* **How to complete this task**
Make an exact copy of the listing, without images.

____ Data to examine

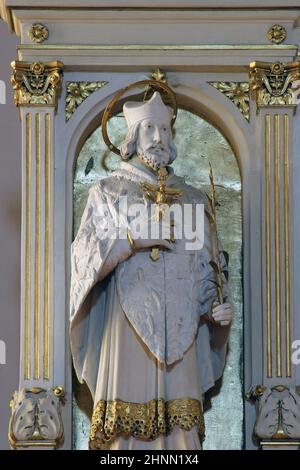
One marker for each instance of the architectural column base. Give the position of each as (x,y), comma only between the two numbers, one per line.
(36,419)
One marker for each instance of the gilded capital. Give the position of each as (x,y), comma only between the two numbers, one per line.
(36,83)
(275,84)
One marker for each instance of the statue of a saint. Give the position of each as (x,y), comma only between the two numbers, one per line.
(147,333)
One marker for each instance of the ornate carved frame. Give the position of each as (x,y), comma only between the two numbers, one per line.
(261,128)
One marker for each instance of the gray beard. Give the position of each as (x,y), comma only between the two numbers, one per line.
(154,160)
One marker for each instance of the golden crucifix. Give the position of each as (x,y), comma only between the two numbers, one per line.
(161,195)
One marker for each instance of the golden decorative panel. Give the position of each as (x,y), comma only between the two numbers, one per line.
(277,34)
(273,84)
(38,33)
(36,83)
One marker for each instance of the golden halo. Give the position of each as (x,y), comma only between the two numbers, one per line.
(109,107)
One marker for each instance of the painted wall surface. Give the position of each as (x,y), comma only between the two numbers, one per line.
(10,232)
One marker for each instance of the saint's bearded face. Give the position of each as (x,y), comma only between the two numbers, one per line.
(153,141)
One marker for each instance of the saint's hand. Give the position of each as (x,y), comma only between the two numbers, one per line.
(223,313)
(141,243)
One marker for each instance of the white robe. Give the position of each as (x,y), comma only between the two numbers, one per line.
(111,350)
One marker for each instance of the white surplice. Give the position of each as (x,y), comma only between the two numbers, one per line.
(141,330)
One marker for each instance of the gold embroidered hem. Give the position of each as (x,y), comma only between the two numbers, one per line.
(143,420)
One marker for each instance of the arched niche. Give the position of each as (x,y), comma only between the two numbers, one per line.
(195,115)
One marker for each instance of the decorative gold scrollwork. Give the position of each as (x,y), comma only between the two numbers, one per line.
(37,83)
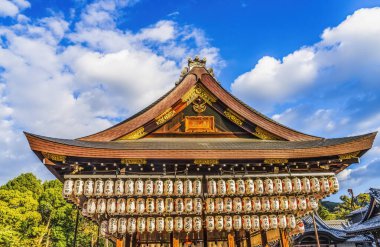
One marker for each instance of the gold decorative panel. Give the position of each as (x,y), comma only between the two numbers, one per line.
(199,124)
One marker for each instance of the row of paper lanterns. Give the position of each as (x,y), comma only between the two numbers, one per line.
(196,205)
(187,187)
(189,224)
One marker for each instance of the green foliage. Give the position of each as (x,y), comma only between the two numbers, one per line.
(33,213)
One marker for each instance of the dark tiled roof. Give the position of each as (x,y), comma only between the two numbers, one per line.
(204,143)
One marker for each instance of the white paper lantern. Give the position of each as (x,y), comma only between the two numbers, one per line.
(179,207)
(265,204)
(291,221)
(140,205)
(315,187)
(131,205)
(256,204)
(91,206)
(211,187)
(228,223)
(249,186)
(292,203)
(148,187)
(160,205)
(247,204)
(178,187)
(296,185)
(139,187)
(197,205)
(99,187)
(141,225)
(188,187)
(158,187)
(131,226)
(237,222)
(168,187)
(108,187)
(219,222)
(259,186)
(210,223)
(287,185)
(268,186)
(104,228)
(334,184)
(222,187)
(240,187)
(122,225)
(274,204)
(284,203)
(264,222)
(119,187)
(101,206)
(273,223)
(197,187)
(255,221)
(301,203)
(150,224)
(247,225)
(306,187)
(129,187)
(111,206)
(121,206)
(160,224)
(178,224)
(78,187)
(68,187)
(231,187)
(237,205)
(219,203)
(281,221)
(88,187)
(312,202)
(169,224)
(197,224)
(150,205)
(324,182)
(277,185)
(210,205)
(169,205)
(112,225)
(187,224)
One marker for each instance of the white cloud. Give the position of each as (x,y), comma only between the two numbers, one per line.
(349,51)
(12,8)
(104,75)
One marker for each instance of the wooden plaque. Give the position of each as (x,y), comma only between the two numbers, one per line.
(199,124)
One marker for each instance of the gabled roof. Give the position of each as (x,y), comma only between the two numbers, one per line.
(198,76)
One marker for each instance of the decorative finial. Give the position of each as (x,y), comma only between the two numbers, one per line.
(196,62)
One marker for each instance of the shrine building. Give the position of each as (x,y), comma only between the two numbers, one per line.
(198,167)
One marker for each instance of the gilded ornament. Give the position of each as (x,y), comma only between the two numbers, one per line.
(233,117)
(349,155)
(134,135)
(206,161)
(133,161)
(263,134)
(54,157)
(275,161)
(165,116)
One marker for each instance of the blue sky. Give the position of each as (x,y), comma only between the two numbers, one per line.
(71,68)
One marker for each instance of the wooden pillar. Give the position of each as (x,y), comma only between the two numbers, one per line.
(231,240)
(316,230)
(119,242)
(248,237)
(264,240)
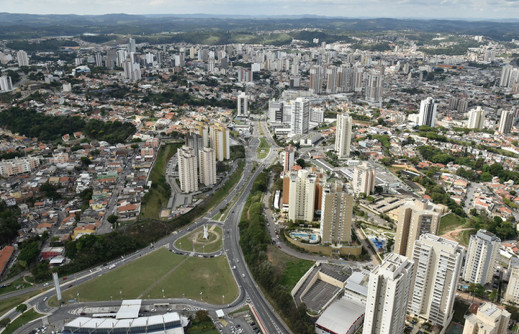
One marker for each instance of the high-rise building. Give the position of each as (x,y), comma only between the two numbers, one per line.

________

* **Answer area**
One marker for each instance of the architectural column base. Give the position of each as (x,y), comma only between the two numbers, one per line.
(36,419)
One marker for each instance of the gilded capital. Give the position of each as (x,y), comma only between the two numbers, one per line.
(36,83)
(275,84)
One marker for each instance of the statue of a saint. Give the position of each as (x,y), comma only between the two numbers, one per line.
(147,333)
One marker for each instance of the ornate carved frame. Give the position of each as (x,y), comma only between the two numbers, one per line.
(261,128)
One marker for each instance of the gray beard. Give the position of each as (x,y), comma only between the two numbers, one per line.
(154,160)
One marker for each instance of the golden crucifix. Give the position of each as (x,y), comma only between the two numbers, one per line.
(161,195)
One marker for each instance of the golden decorative panel. Give the position of each as (x,y), comma only between the two numbers, one per line.
(277,34)
(273,84)
(38,33)
(36,83)
One marker for each instance of the golden halo. Give the position of each as (x,y), comma only between the two numbers, one per line.
(109,107)
One marker for each instance of the painted wall surface. Give the position of each as (x,y), comma only between the two numbers, one per line.
(10,232)
One marker for each instance of the saint's bearded face. Give the position of each as (x,y), comma only between the two numbers, one per line.
(153,141)
One marker for each instance of the saint's hand. Give the position of each as (x,y), comma only between the two numbers, one per line.
(223,313)
(141,243)
One marker for each instance of the white robe. Give the position of each as (x,y), comma only between the two numbers, one per line.
(111,350)
One marker for each instance of the white surplice. Give the position of each as (x,y), comma only between the two numbers, one per line.
(141,330)
One marker for each instance of the gold embroidered hem. Give the position of each as (x,y), comma only between the two numbers, one per line.
(143,420)
One marker for each instance of the arched niche. Give the position of each as (x,y), comma only between the two numbers, one per line.
(195,115)
One marker for each instance of the decorative gold scrollwork. Give the position of each as (x,y), comma only between the two numbers, one per line.
(37,83)
One marker for each instance of the gold decorative panel. Give the position of each as (x,y), comma only between the two numbers, one per line.
(199,124)
One marker for each instance of the row of paper lanterns. Give the position of each as (x,y), comma only between the two numbers, one per line.
(196,205)
(187,187)
(189,224)
One marker for each instance of the green foliage. Give the position of each as (x,y), comma only between the two numbers, one per line.
(33,213)
One marker for each instance of the dark tiled roof. Give the position of each as (x,y), comma only between the two numbers, one per line.
(204,143)
One marker for each instance of the white paper lantern. Give the position of each as (x,y), comma only between the two numbers, one per line.
(179,207)
(265,204)
(291,221)
(140,205)
(315,187)
(131,205)
(256,204)
(91,206)
(211,187)
(228,223)
(249,186)
(292,203)
(148,187)
(160,205)
(247,204)
(178,187)
(296,185)
(139,187)
(197,205)
(99,187)
(141,225)
(188,187)
(158,187)
(131,226)
(237,222)
(168,187)
(108,187)
(219,222)
(259,186)
(210,223)
(287,185)
(268,186)
(104,228)
(334,184)
(222,187)
(240,187)
(122,225)
(274,204)
(284,203)
(264,222)
(119,187)
(101,206)
(273,223)
(197,187)
(255,221)
(301,203)
(150,224)
(247,225)
(306,187)
(129,187)
(111,206)
(121,206)
(160,224)
(178,224)
(78,187)
(68,187)
(231,187)
(237,205)
(219,203)
(281,221)
(88,187)
(312,202)
(169,224)
(197,224)
(150,205)
(324,182)
(277,185)
(210,205)
(169,205)
(112,225)
(187,224)
One marker for each instance of the white cloud. Give the position of each as (x,y), comma only between the two numbers, one per line.
(349,51)
(12,8)
(104,75)
One marker for each instance of the wooden plaque. Give the position of each as (x,y), comma only between the two numbers, one per line.
(199,124)
One marker for each instance of the gabled roof. Give the position of each as (x,y), comma only between the two numbers, one per line.
(198,76)
One marker for each instance of the decorative finial. Give the position of each as (x,y), comma only between the two numbers, one per line.
(196,62)
One marker for each instance of the shrine building. Give the position of each as (x,y), comma only between the two numbers, one per line.
(198,167)
One marker for each instance of the gilded ornament. Give the position of each as (x,y), comma only between the two numbers, one per line.
(233,117)
(349,155)
(134,135)
(206,161)
(133,161)
(263,134)
(54,157)
(275,161)
(165,116)
One marker for each instance of the blue sky. Give the position of each as (x,y), comma only between the two numbers, one per line.
(71,68)
One marker for each instance of the wooden pillar. Give the position of each as (x,y), comma only between the two numbers, one per line.
(231,240)
(316,230)
(119,242)
(248,237)
(264,240)
One marker for each instance of the high-rise building. Give the position of each as (x,y), comma only between the two numbers, one per line.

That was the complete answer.